* READING PASSAGE *
########################################
A lot of this, though, is in the realm of the — I don’t want to say hypothetical, but it is in the realm of we don’t know what is going to happen. We don’t know what is going to happen in this case. We don’t know what is going to happen in the D.C. case. Among the things that the Defense has raised in the D.C. case is that if there are adverse rulings on any of the pending motions to dismiss, that they would seek an appeal and seek to stay the proceedings. That could happen. We don’t know. Obviously, there are arguments both ways, arguments both before the Trial Court before the D.C. Circuit, but that could happen. That trial date could disappear.

[snip]

Things could happen, things could happen with the D.C. case that would make going forward on May 20th, 2024, in this case not feasible. That may happen and we can address that, at that time, but we should be moving forward in this case.

The one thing he mentioned that could happen was a defense request to stay proceedings pending appeal.

Judge Tanya Chutkan certainly doesn’t want anything to delay the DC case. She said that explicitly in an October 16 hearing on Trump’s bid to stay her gag order.

THE COURT: This trial will not yield to the election cycle and we’re not revisiting the trial date, Mr. Lauro.

Perhaps to make that even clearer, after Trump filed to motion a stay pending appeal of any decision on his Absolute Immunity argument on November 1, she issued a requested order pertaining to jury selection by setting the beginning of that process to start on February 9.

But Jack Smith’s team appears to be concerned that Trump may use interlocutory appeals to delay the trial. In a response to Trump’s November 1 motion, Molly Gaston not only opposed that stay (which she described as an attempt to apply appellate and civil procedure to this criminal trial), but she requested that Judge Chutkan prioritize those decisions that are subject to interlocutory appeal: the Absolute Immunity bid, and one part of Trump’s Constitutional challenge to the indictment pertaining to double jeopardy.

[T]he defendant’s stay motion exposes his intention to use his meritless immunity claim to disrupt the Court’s schedule. Accordingly, to prevent undue delay and maintain the trial date, the Court should consider and decide first among the motions pending on the docket the defendant’s two claims that could be subject to interlocutory appeal: presidential immunity and double jeopardy.

In her motion, Gaston lays out Trump’s various dilatory tactics.
########################################
* REQUESTS *
a) According to the passage on the trial schedule, on what date did Judge Chutkan set jury selection to begin?
b) Write out the part of the passage on the trial schedule that runs from "The one thing" up to and including "date, Mr. Lauro.", word for word.

* DATASET CONTENT *
########################################
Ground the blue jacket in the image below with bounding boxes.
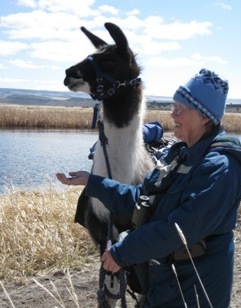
########################################
* SOLUTIONS PER TASK *
a) February 9

b)
The one thing he mentioned that could happen was a defense request to stay proceedings pending appeal.

Judge Tanya Chutkan certainly doesn’t want anything to delay the DC case. She said that explicitly in an October 16 hearing on Trump’s bid to stay her gag order.

THE COURT: This trial will not yield to the election cycle and we’re not revisiting the trial date, Mr. Lauro.